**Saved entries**
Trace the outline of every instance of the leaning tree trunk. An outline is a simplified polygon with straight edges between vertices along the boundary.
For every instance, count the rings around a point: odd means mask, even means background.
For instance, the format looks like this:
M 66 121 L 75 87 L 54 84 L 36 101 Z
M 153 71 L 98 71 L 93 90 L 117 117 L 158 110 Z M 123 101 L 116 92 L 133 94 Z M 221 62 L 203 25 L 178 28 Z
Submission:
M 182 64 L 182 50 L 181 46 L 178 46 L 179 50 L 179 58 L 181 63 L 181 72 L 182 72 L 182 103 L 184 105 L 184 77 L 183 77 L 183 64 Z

**TASK PROMPT**
Reproduce all of the rows with "leaning" swapped for "tilted" and every other character left as it is.

**ANSWER FOR THE TASK**
Trace the outline of every instance of the tilted tree trunk. An outline is a simplified polygon with straight edges between vertices along the boundary.
For every instance, count the rings around a point: odd means mask, even means background.
For instance, the format looks like this:
M 66 121 L 75 87 L 54 84 L 36 101 Z
M 153 71 L 98 71 L 93 90 L 117 117 L 158 110 Z M 123 101 L 116 92 L 133 94 Z M 221 62 L 203 25 L 178 28 Z
Submission:
M 182 64 L 182 50 L 181 46 L 178 46 L 179 50 L 179 58 L 181 63 L 181 72 L 182 72 L 182 103 L 184 105 L 184 77 L 183 77 L 183 64 Z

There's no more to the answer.